** START OF RECORDS PROVIDED **

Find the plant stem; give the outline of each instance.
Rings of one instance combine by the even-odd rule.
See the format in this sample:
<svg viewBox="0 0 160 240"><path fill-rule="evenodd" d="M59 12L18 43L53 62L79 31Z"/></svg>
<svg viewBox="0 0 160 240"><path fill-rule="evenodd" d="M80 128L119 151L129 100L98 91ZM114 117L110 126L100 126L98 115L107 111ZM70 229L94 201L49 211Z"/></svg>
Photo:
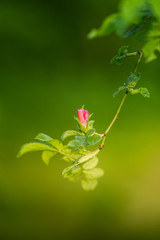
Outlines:
<svg viewBox="0 0 160 240"><path fill-rule="evenodd" d="M127 92L124 94L124 96L123 96L123 98L122 98L122 101L121 101L121 103L120 103L120 105L119 105L119 108L118 108L118 110L117 110L117 112L116 112L116 115L114 116L114 118L113 118L112 122L110 123L109 127L106 129L106 131L105 131L104 134L103 134L102 143L101 143L101 145L99 146L99 149L102 149L102 148L104 147L104 142L105 142L105 140L106 140L106 136L107 136L107 134L109 133L109 131L110 131L111 127L113 126L113 124L115 123L115 121L118 120L119 113L120 113L120 111L121 111L121 108L122 108L122 106L123 106L123 103L124 103L126 97L127 97Z"/></svg>
<svg viewBox="0 0 160 240"><path fill-rule="evenodd" d="M142 58L142 56L143 56L143 52L142 52L142 51L138 51L138 52L136 52L136 53L132 53L132 56L137 56L137 55L139 56L139 58L138 58L138 61L137 61L136 65L135 65L135 68L134 68L134 71L133 71L134 74L135 74L136 71L137 71L138 65L139 65L139 63L140 63L140 61L141 61L141 58ZM120 103L120 105L119 105L119 107L118 107L118 110L117 110L117 112L116 112L116 115L114 116L112 122L110 123L110 125L108 126L108 128L106 129L106 131L104 132L103 138L102 138L102 143L101 143L101 145L99 146L99 149L103 149L103 148L104 148L104 143L105 143L105 140L106 140L106 136L107 136L107 134L109 133L109 131L110 131L111 127L113 126L113 124L115 123L115 121L118 120L119 113L120 113L121 108L122 108L122 106L123 106L123 103L124 103L124 101L125 101L125 99L126 99L126 97L127 97L127 94L128 94L128 91L125 92L125 94L124 94L124 96L123 96L123 98L122 98L122 101L121 101L121 103Z"/></svg>

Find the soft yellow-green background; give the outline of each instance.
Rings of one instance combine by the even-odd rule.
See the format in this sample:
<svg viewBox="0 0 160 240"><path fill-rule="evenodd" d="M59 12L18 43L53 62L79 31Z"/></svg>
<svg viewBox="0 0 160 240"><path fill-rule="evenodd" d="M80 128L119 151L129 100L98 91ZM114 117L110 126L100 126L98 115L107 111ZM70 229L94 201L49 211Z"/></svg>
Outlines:
<svg viewBox="0 0 160 240"><path fill-rule="evenodd" d="M60 138L75 129L83 104L103 132L122 98L112 98L135 59L109 65L121 45L140 43L86 34L117 10L118 1L0 1L0 239L159 239L159 59L145 64L139 86L151 98L128 96L112 128L99 166L105 171L94 192L61 176L40 153L21 159L23 143L39 132ZM159 56L160 57L160 56Z"/></svg>

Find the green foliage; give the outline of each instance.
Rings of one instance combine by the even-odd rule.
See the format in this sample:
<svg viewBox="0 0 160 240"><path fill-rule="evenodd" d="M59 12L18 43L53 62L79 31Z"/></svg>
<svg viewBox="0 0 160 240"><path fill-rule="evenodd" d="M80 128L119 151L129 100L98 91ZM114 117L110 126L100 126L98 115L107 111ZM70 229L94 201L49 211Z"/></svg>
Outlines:
<svg viewBox="0 0 160 240"><path fill-rule="evenodd" d="M76 136L76 135L79 135L79 134L80 133L78 131L67 130L62 134L61 139L62 139L62 141L64 141L68 137Z"/></svg>
<svg viewBox="0 0 160 240"><path fill-rule="evenodd" d="M51 152L51 151L43 151L42 152L42 160L43 162L48 165L50 162L50 159L57 154L57 152Z"/></svg>
<svg viewBox="0 0 160 240"><path fill-rule="evenodd" d="M131 92L133 90L133 88L136 86L139 79L140 79L140 73L138 73L138 74L131 73L131 75L128 77L126 83L124 83L124 86L120 87L113 94L113 96L115 96L116 94L118 94L119 92L121 92L123 90L126 90L126 92Z"/></svg>
<svg viewBox="0 0 160 240"><path fill-rule="evenodd" d="M35 139L42 141L42 142L48 142L50 140L52 140L51 137L49 137L48 135L44 134L44 133L39 133Z"/></svg>
<svg viewBox="0 0 160 240"><path fill-rule="evenodd" d="M156 52L160 52L160 1L121 0L119 12L106 17L99 28L91 30L88 38L104 37L112 32L143 41L146 62L153 61L157 58ZM121 64L124 59L118 54L112 62Z"/></svg>
<svg viewBox="0 0 160 240"><path fill-rule="evenodd" d="M131 94L141 94L143 97L147 97L149 98L150 97L150 93L148 91L147 88L139 88L139 89L133 89L133 90L130 90L130 93Z"/></svg>
<svg viewBox="0 0 160 240"><path fill-rule="evenodd" d="M121 65L124 62L124 60L126 59L127 53L128 53L128 47L127 46L121 47L118 50L118 54L111 59L110 63L111 64L116 63L118 65Z"/></svg>
<svg viewBox="0 0 160 240"><path fill-rule="evenodd" d="M31 151L42 151L42 160L48 165L50 159L59 153L63 160L69 162L69 166L62 172L64 178L72 182L81 180L82 187L87 191L95 189L97 178L103 175L103 171L96 168L98 164L96 155L99 153L99 149L89 151L86 148L100 142L102 136L96 133L95 128L93 128L94 121L90 120L91 116L92 114L89 115L86 127L75 117L78 122L78 130L67 130L61 136L62 141L72 137L66 145L40 133L36 136L40 142L23 145L18 156Z"/></svg>
<svg viewBox="0 0 160 240"><path fill-rule="evenodd" d="M98 184L97 179L82 179L82 188L86 191L94 190Z"/></svg>
<svg viewBox="0 0 160 240"><path fill-rule="evenodd" d="M97 164L98 164L98 158L93 157L91 160L89 160L88 162L83 164L83 168L84 169L92 169L92 168L96 167Z"/></svg>
<svg viewBox="0 0 160 240"><path fill-rule="evenodd" d="M56 151L55 148L53 148L50 144L47 143L27 143L24 144L19 153L18 153L18 157L21 157L22 155L24 155L25 153L28 152L34 152L34 151Z"/></svg>

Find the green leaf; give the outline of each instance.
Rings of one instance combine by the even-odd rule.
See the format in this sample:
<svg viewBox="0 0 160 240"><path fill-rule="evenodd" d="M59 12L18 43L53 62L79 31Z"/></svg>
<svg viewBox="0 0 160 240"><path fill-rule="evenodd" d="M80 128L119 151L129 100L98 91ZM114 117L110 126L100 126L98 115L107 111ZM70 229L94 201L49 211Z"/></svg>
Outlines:
<svg viewBox="0 0 160 240"><path fill-rule="evenodd" d="M88 129L93 128L93 124L94 124L94 120L90 120L90 121L88 121L88 124L87 124Z"/></svg>
<svg viewBox="0 0 160 240"><path fill-rule="evenodd" d="M63 170L63 176L64 178L67 178L68 180L70 181L76 181L78 180L80 177L81 177L81 168L78 167L78 166L70 166L70 167L67 167Z"/></svg>
<svg viewBox="0 0 160 240"><path fill-rule="evenodd" d="M86 191L92 191L96 188L98 182L97 179L82 179L81 185L82 188Z"/></svg>
<svg viewBox="0 0 160 240"><path fill-rule="evenodd" d="M95 145L95 144L97 144L98 142L100 142L101 139L102 139L101 136L99 136L99 135L97 135L97 134L94 134L94 135L89 136L89 137L87 138L87 143L88 143L89 146L90 146L90 145Z"/></svg>
<svg viewBox="0 0 160 240"><path fill-rule="evenodd" d="M137 24L142 20L141 12L146 6L146 0L123 0L121 1L120 11L123 20L127 25Z"/></svg>
<svg viewBox="0 0 160 240"><path fill-rule="evenodd" d="M85 174L87 179L100 178L104 175L104 171L101 168L93 168L90 170L83 170L83 173Z"/></svg>
<svg viewBox="0 0 160 240"><path fill-rule="evenodd" d="M139 89L131 89L130 90L131 94L137 94L140 93L143 97L150 97L150 93L147 88L139 88Z"/></svg>
<svg viewBox="0 0 160 240"><path fill-rule="evenodd" d="M116 63L118 65L121 65L124 60L127 57L127 53L128 53L128 47L127 46L122 46L119 50L118 50L118 55L114 56L110 63Z"/></svg>
<svg viewBox="0 0 160 240"><path fill-rule="evenodd" d="M155 60L157 58L156 51L160 52L160 38L149 40L142 50L147 63Z"/></svg>
<svg viewBox="0 0 160 240"><path fill-rule="evenodd" d="M68 137L72 137L72 136L75 136L75 135L79 135L80 133L77 132L77 131L74 131L74 130L67 130L65 131L62 136L61 136L61 139L62 141L64 141L66 138Z"/></svg>
<svg viewBox="0 0 160 240"><path fill-rule="evenodd" d="M89 39L95 37L107 36L116 29L115 21L117 21L118 14L112 14L108 16L102 23L99 29L92 29L88 34Z"/></svg>
<svg viewBox="0 0 160 240"><path fill-rule="evenodd" d="M47 143L36 143L36 142L27 143L21 147L17 157L21 157L23 154L27 152L43 151L43 150L55 151L55 149Z"/></svg>
<svg viewBox="0 0 160 240"><path fill-rule="evenodd" d="M49 137L48 135L44 134L44 133L39 133L35 139L42 141L42 142L48 142L51 141L53 138Z"/></svg>
<svg viewBox="0 0 160 240"><path fill-rule="evenodd" d="M88 161L89 159L93 158L94 156L96 156L98 153L99 153L99 149L96 149L95 151L81 157L79 160L78 160L78 164L81 164L83 162L86 162Z"/></svg>
<svg viewBox="0 0 160 240"><path fill-rule="evenodd" d="M80 138L80 137L82 137L82 138ZM85 142L85 136L76 136L76 139L70 141L68 143L68 146L78 149L79 147L83 147L84 142Z"/></svg>
<svg viewBox="0 0 160 240"><path fill-rule="evenodd" d="M72 168L74 167L74 165L71 165L69 167L66 167L63 172L62 172L62 175L65 175L66 173L68 173Z"/></svg>
<svg viewBox="0 0 160 240"><path fill-rule="evenodd" d="M124 84L124 86L120 87L114 94L113 97L115 97L115 95L117 93L119 93L120 91L123 90L128 90L129 92L131 92L133 90L133 88L136 86L137 82L140 79L140 73L131 73L131 75L128 77L126 83Z"/></svg>
<svg viewBox="0 0 160 240"><path fill-rule="evenodd" d="M86 132L86 137L91 136L95 131L96 131L95 128L89 129L89 130Z"/></svg>
<svg viewBox="0 0 160 240"><path fill-rule="evenodd" d="M129 31L127 31L124 35L124 38L128 38L132 35L135 35L139 30L141 30L144 27L145 23L142 22L140 23L138 26L135 26L133 28L131 28Z"/></svg>
<svg viewBox="0 0 160 240"><path fill-rule="evenodd" d="M49 141L49 143L56 148L58 151L62 151L63 150L63 144L61 141L57 140L57 139L52 139L51 141Z"/></svg>
<svg viewBox="0 0 160 240"><path fill-rule="evenodd" d="M43 151L42 152L42 160L43 162L48 165L50 159L56 154L56 152L51 152L51 151Z"/></svg>
<svg viewBox="0 0 160 240"><path fill-rule="evenodd" d="M150 97L150 93L147 88L139 88L138 91L143 97Z"/></svg>
<svg viewBox="0 0 160 240"><path fill-rule="evenodd" d="M83 169L92 169L95 168L98 164L98 158L93 157L91 160L83 164Z"/></svg>
<svg viewBox="0 0 160 240"><path fill-rule="evenodd" d="M152 5L153 5L153 9L154 12L156 14L156 17L159 18L160 20L160 1L159 0L152 0Z"/></svg>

** END OF RECORDS PROVIDED **

[WHAT TO WORK ON] Report every line above that contains the word "give". Case counts.

[OUTPUT FOR THIS TASK]
Find the plant stem; give the outline of each instance.
Find the soft yellow-green background; give the outline of each instance.
Find the green foliage; give the outline of each instance.
Find the green leaf; give the outline of each instance.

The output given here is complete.